[Pointing records]
___
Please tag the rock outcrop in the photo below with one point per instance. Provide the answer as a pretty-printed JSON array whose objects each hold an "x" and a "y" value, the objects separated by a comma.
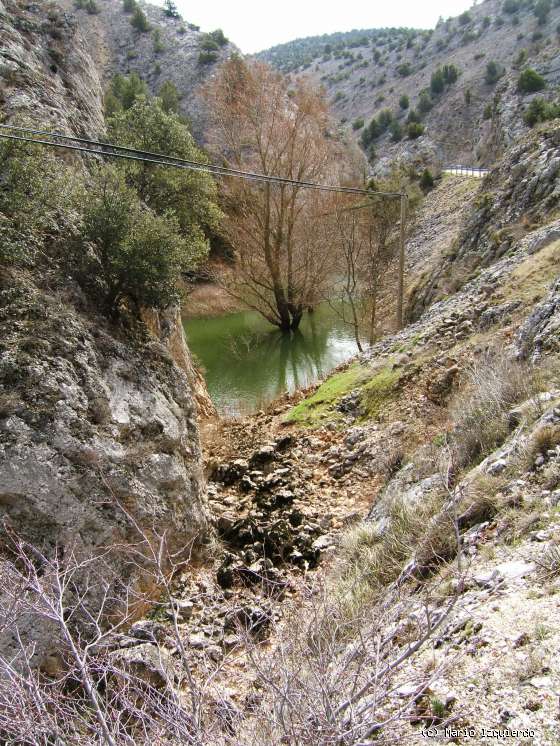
[
  {"x": 46, "y": 70},
  {"x": 98, "y": 422},
  {"x": 515, "y": 199},
  {"x": 173, "y": 54}
]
___
[Exercise] Rewrite the lines above, changing "rock outcrop" to "stone ledge" and keeping everything else the same. Omit the pictures from your answer.

[Solution for this exercise]
Please tag the stone ledge in the photo below with one point per instance. Provide the answer as a pretty-printed JSON array whose objects each hold an "x" and a "y" value, the objects separated by a comma.
[
  {"x": 46, "y": 70},
  {"x": 98, "y": 422},
  {"x": 515, "y": 199},
  {"x": 173, "y": 54}
]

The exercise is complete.